PROVIDED DATA
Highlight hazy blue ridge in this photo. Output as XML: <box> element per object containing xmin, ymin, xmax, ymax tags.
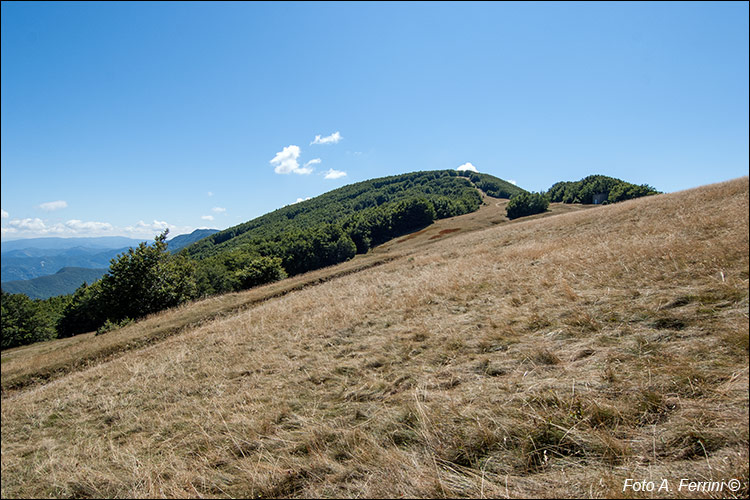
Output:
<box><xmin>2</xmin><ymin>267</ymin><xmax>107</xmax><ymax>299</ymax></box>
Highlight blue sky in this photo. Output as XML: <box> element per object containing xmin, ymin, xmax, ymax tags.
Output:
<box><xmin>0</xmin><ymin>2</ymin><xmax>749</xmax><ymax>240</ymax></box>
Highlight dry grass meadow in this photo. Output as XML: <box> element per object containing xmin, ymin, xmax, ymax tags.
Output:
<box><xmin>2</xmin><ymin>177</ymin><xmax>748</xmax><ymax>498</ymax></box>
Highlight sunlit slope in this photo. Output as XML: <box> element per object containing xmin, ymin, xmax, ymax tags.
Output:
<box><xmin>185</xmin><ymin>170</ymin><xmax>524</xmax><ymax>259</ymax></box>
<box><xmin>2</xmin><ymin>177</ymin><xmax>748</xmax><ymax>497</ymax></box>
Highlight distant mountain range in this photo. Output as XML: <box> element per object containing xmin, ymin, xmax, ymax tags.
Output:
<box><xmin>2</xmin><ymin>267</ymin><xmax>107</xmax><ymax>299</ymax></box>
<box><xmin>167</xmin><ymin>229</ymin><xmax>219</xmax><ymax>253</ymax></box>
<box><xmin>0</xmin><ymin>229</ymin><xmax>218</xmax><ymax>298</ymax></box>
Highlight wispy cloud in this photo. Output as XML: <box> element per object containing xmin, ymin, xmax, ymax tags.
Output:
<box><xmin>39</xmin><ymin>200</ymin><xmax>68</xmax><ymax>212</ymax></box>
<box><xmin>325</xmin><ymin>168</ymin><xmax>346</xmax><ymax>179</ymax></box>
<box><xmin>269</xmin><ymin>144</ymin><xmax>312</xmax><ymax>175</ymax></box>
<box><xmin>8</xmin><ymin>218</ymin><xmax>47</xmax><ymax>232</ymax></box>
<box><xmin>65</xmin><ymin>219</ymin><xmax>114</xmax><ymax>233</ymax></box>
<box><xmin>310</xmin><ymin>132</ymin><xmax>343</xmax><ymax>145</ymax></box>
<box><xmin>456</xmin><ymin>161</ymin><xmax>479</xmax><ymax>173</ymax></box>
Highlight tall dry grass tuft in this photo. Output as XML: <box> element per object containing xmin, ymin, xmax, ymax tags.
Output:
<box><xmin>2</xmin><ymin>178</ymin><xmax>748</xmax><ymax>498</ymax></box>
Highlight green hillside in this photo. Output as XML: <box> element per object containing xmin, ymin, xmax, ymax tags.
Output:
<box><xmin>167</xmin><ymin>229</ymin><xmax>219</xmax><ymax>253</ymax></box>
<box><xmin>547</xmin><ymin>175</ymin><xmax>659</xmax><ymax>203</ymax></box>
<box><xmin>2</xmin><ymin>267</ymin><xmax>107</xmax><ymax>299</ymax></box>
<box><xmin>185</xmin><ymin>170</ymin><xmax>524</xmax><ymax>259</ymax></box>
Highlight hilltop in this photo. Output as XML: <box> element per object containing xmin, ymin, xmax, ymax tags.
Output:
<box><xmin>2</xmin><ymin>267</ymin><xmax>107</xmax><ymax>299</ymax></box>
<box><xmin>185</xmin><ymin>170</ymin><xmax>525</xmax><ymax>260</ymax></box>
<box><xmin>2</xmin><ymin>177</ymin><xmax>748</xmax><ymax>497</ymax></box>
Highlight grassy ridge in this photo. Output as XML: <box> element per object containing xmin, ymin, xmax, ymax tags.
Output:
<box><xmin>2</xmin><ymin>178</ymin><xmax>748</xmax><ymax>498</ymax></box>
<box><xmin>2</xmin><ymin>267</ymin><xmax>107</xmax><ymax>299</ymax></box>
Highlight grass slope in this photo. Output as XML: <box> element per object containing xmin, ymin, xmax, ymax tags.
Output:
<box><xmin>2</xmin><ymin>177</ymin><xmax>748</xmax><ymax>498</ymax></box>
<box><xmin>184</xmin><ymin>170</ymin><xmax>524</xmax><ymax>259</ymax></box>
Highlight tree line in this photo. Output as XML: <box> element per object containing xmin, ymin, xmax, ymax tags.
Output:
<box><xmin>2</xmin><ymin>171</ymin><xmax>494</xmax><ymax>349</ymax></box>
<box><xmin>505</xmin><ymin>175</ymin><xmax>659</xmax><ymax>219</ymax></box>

WHAT IS BEING ASKED
Please write out all the records above again, switching "Highlight" to "Outline" everywhere and changing nothing else. Leave the pictures out.

RIGHT ANSWER
Outline hazy blue ridge in this photo. Output as XML: <box> element per object containing xmin, ymin, xmax, ymax tags.
Output:
<box><xmin>2</xmin><ymin>267</ymin><xmax>107</xmax><ymax>299</ymax></box>
Outline blue sky in this photo. Output as XML: <box> element per object containing xmin, ymin, xmax, ymax tags.
Output:
<box><xmin>0</xmin><ymin>2</ymin><xmax>749</xmax><ymax>240</ymax></box>
Outline dry grass meadow in this photo. Output as XML: <box> element per object containing xmin, ymin, xmax, ymax tags.
Output:
<box><xmin>2</xmin><ymin>177</ymin><xmax>748</xmax><ymax>498</ymax></box>
Outline sunlit slope in this photo. Output as XML: <box> element per object containing xmin, ymin, xmax, ymax tags.
Output:
<box><xmin>185</xmin><ymin>170</ymin><xmax>524</xmax><ymax>259</ymax></box>
<box><xmin>2</xmin><ymin>177</ymin><xmax>748</xmax><ymax>497</ymax></box>
Outline distant mountain range in this photo. Output as XML: <box> element per object containing xmin, ymin, xmax, ymax tags.
Output:
<box><xmin>2</xmin><ymin>267</ymin><xmax>107</xmax><ymax>299</ymax></box>
<box><xmin>167</xmin><ymin>229</ymin><xmax>219</xmax><ymax>253</ymax></box>
<box><xmin>0</xmin><ymin>229</ymin><xmax>218</xmax><ymax>298</ymax></box>
Outline wispy cloud in this photo. Output as XML: <box> element per object containing xmin, ymin, xmax, ymax tags.
Output:
<box><xmin>39</xmin><ymin>200</ymin><xmax>68</xmax><ymax>212</ymax></box>
<box><xmin>325</xmin><ymin>168</ymin><xmax>346</xmax><ymax>179</ymax></box>
<box><xmin>269</xmin><ymin>144</ymin><xmax>312</xmax><ymax>175</ymax></box>
<box><xmin>8</xmin><ymin>218</ymin><xmax>47</xmax><ymax>232</ymax></box>
<box><xmin>65</xmin><ymin>219</ymin><xmax>114</xmax><ymax>233</ymax></box>
<box><xmin>310</xmin><ymin>132</ymin><xmax>343</xmax><ymax>145</ymax></box>
<box><xmin>456</xmin><ymin>161</ymin><xmax>479</xmax><ymax>173</ymax></box>
Outline tall dry grass tuft in this photo. Output as XML: <box> element per object containing xmin, ymin, xmax, ymax tags.
Output:
<box><xmin>2</xmin><ymin>178</ymin><xmax>748</xmax><ymax>498</ymax></box>
Outline green hillside in this photo. Output as XML: <box> element per object containing xmin, ymin, xmax, ymax tags.
Output:
<box><xmin>167</xmin><ymin>229</ymin><xmax>219</xmax><ymax>253</ymax></box>
<box><xmin>547</xmin><ymin>175</ymin><xmax>659</xmax><ymax>203</ymax></box>
<box><xmin>2</xmin><ymin>267</ymin><xmax>107</xmax><ymax>299</ymax></box>
<box><xmin>185</xmin><ymin>170</ymin><xmax>524</xmax><ymax>259</ymax></box>
Outline hilltop in this photo. Output as XML: <box> element per object containing xmin, ymin, xmax, ymax tags.
Output:
<box><xmin>2</xmin><ymin>267</ymin><xmax>107</xmax><ymax>299</ymax></box>
<box><xmin>185</xmin><ymin>170</ymin><xmax>525</xmax><ymax>260</ymax></box>
<box><xmin>2</xmin><ymin>177</ymin><xmax>748</xmax><ymax>497</ymax></box>
Outline grassy ridge in this photo. Output as XML: <box> element per object containing xmin, ymin, xmax, ymax tags.
Output:
<box><xmin>2</xmin><ymin>178</ymin><xmax>748</xmax><ymax>498</ymax></box>
<box><xmin>2</xmin><ymin>267</ymin><xmax>107</xmax><ymax>299</ymax></box>
Outline grass slope in this photo. Output as XML: <box> element per object containing xmin, ymin, xmax, ymax tags.
Output:
<box><xmin>2</xmin><ymin>177</ymin><xmax>748</xmax><ymax>498</ymax></box>
<box><xmin>184</xmin><ymin>170</ymin><xmax>524</xmax><ymax>259</ymax></box>
Outline tree line in this photo. Output as XML: <box> element per object containing xmin, ymin, xmax, ymax tags.
Output:
<box><xmin>2</xmin><ymin>171</ymin><xmax>494</xmax><ymax>349</ymax></box>
<box><xmin>505</xmin><ymin>175</ymin><xmax>659</xmax><ymax>219</ymax></box>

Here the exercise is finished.